___ Source records ___

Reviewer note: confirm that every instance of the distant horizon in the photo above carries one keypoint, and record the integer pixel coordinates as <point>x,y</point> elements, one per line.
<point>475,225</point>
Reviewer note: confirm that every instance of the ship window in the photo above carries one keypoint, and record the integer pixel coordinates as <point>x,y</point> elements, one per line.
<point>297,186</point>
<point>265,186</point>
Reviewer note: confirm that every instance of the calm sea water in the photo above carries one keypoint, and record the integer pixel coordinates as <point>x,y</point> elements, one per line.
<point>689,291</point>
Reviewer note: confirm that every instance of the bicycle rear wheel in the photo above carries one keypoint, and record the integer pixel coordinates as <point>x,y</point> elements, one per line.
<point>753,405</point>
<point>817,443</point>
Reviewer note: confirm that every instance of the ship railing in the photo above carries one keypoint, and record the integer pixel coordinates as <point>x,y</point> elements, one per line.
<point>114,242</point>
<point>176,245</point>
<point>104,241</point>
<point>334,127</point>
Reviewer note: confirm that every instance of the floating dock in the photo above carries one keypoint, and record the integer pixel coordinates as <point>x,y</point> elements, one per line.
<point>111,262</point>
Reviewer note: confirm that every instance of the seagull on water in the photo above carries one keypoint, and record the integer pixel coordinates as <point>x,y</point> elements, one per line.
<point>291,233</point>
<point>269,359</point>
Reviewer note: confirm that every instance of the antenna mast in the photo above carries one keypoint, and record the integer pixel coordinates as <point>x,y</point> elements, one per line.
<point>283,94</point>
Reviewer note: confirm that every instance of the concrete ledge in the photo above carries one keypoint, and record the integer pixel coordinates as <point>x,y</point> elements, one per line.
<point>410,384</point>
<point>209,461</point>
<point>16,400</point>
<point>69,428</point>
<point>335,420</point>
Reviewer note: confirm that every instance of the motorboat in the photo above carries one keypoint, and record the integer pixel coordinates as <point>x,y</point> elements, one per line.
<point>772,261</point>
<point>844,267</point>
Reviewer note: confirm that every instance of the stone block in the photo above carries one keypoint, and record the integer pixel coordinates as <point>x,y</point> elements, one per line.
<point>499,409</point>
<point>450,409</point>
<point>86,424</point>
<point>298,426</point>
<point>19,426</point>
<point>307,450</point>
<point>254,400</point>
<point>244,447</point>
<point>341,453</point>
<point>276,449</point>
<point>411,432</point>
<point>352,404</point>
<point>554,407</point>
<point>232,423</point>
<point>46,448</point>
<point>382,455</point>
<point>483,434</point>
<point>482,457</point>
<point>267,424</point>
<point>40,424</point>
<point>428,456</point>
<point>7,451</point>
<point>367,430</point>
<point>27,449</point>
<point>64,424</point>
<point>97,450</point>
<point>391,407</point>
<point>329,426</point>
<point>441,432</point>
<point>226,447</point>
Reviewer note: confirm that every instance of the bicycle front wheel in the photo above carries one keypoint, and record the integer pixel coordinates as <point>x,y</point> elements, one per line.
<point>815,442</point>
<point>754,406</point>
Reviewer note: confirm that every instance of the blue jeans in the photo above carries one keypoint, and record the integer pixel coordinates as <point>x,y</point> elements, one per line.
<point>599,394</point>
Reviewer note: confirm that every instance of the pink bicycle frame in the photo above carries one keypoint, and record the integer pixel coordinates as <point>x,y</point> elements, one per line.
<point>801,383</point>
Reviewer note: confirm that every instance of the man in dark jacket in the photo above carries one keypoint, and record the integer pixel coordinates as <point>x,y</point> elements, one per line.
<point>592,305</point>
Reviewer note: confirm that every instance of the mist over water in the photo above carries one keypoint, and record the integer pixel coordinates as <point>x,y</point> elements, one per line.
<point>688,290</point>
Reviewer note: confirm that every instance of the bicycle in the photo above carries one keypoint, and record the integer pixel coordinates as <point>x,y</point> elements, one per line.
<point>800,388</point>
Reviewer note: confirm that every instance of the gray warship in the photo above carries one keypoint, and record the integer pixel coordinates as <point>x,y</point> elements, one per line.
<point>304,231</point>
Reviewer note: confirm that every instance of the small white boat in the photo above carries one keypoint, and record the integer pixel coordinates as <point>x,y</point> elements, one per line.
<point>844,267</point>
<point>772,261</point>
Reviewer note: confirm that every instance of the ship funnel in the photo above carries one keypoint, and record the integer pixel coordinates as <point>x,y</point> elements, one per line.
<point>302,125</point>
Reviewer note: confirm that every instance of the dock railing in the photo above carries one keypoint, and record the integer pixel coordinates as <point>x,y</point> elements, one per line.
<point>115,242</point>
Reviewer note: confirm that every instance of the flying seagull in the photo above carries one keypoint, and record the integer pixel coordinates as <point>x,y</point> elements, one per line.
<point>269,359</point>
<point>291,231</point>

___

▸ Directions for this task:
Retype all of the material above with every character intact.

▸ Task solution:
Reviewer note: confirm that every instance of the distant horizon in the photo above carries one keypoint, and record the integer pixel coordinates as <point>x,y</point> elements, one per line.
<point>475,225</point>
Reviewer note: confirm that every instance of the ship window in the photo above carries one keypoint, and record the integer pixel coordinates as <point>x,y</point> elements, one per line.
<point>297,186</point>
<point>265,186</point>
Reviewer note: confirm that every instance of the calm sea water in the photo above carries one keypoint, and record the integer pixel coordinates as <point>x,y</point> elements, one per line.
<point>689,291</point>
Reviewer note: confirm that every instance of the bicycle rear wheel in the photo above carries one keypoint, and record the integer pixel coordinates as <point>x,y</point> elements, one per line.
<point>753,405</point>
<point>817,443</point>
Reviewer note: confirm that every instance of the ship railing in the photo above carries one keypoint, and record the integer pixel coordinates as <point>x,y</point> elements, one per line.
<point>114,242</point>
<point>176,245</point>
<point>104,241</point>
<point>334,127</point>
Reviewer note: confirm that every instance of the floating dock in the photo above carries one keypoint, and record the integer pixel coordinates as <point>x,y</point> elements, one per line.
<point>111,262</point>
Reviewer note: confirm that every instance of the seagull on water in the photo above carries one keypoint, and record the integer pixel coordinates as <point>x,y</point> elements, one per line.
<point>291,233</point>
<point>269,359</point>
Reviewer note: confirm that every instance of the antenna mast in the photo above carries one keypoint, and record the integer pixel coordinates as <point>x,y</point> elements, one per line.
<point>283,94</point>
Reviewer note: confirm that every instance of the concrete ledge in the photo above carries one keypoint, and record the integer pixel coordinates as <point>x,y</point> elements, one per line.
<point>410,384</point>
<point>209,461</point>
<point>16,400</point>
<point>69,428</point>
<point>335,420</point>
Reviewer note: confirm that every instance of the motorboat in the photo above carries one keypoint, and record the integer pixel coordinates as <point>x,y</point> elements, one per line.
<point>772,261</point>
<point>844,267</point>
Reviewer note: confirm that every instance of the stone block in the photo above carries one keypoint, and record the integer pixel coordinates as <point>x,y</point> elements, one per line.
<point>499,409</point>
<point>450,409</point>
<point>86,424</point>
<point>298,426</point>
<point>19,426</point>
<point>307,450</point>
<point>254,400</point>
<point>244,447</point>
<point>341,453</point>
<point>276,449</point>
<point>411,432</point>
<point>352,404</point>
<point>554,407</point>
<point>232,423</point>
<point>46,448</point>
<point>382,455</point>
<point>483,434</point>
<point>482,457</point>
<point>267,424</point>
<point>40,424</point>
<point>428,456</point>
<point>7,451</point>
<point>367,430</point>
<point>27,449</point>
<point>64,424</point>
<point>97,450</point>
<point>391,407</point>
<point>329,426</point>
<point>441,432</point>
<point>226,447</point>
Reviewer note: confirm that every instance of the bicycle front wheel in the photo above carries one keypoint, and record the integer pixel coordinates as <point>x,y</point> elements, one per line.
<point>815,442</point>
<point>754,406</point>
Reviewer note: confirm that every instance of the blue jeans in the photo above carries one keypoint, and record the integer pixel coordinates as <point>x,y</point> elements, one per line.
<point>599,394</point>
Reviewer note: confirm that every instance of the pink bicycle frame in the photo above carries one keypoint, and record the integer pixel coordinates as <point>x,y</point> elements, one per line.
<point>801,383</point>
Reviewer note: confirm that every instance of the man in dark jacket in the photo above carries one keypoint, and record the integer pixel coordinates as <point>x,y</point> elements, one per line.
<point>592,305</point>
Reviewer note: confirm that every instance of the mist over water in the photo above carries one keypoint, and record the integer pixel coordinates as <point>x,y</point> elements, one per line.
<point>688,290</point>
Reviewer note: confirm that every instance of the bicycle in the photo above carries one keypoint, and record the integer pixel coordinates as <point>x,y</point> elements, one per line.
<point>800,388</point>
Reviewer note: confirm that every instance of the gray warship in the photo above carries one keypoint, and record the integer pixel coordinates as <point>x,y</point> elements, one per line.
<point>304,231</point>
Reviewer note: confirm that every instance of the small white boat in the photo above carries one keypoint, and record the integer pixel coordinates as <point>x,y</point> elements, one per line.
<point>844,267</point>
<point>772,261</point>
Reviewer note: confirm that every instance of the ship funnel in the photo above carries one keypoint, and record the integer pixel coordinates as <point>x,y</point> elements, one per line.
<point>302,125</point>
Reviewer note: confirm that every instance of the dock railing in the photo above carries one keypoint, and record the integer pixel coordinates as <point>x,y</point> elements, one per line.
<point>115,242</point>
Reviewer note: confirm that every instance of the flying seagull in the photo above carries one keypoint, and record the integer pixel coordinates as <point>x,y</point> elements, one per line.
<point>269,359</point>
<point>291,231</point>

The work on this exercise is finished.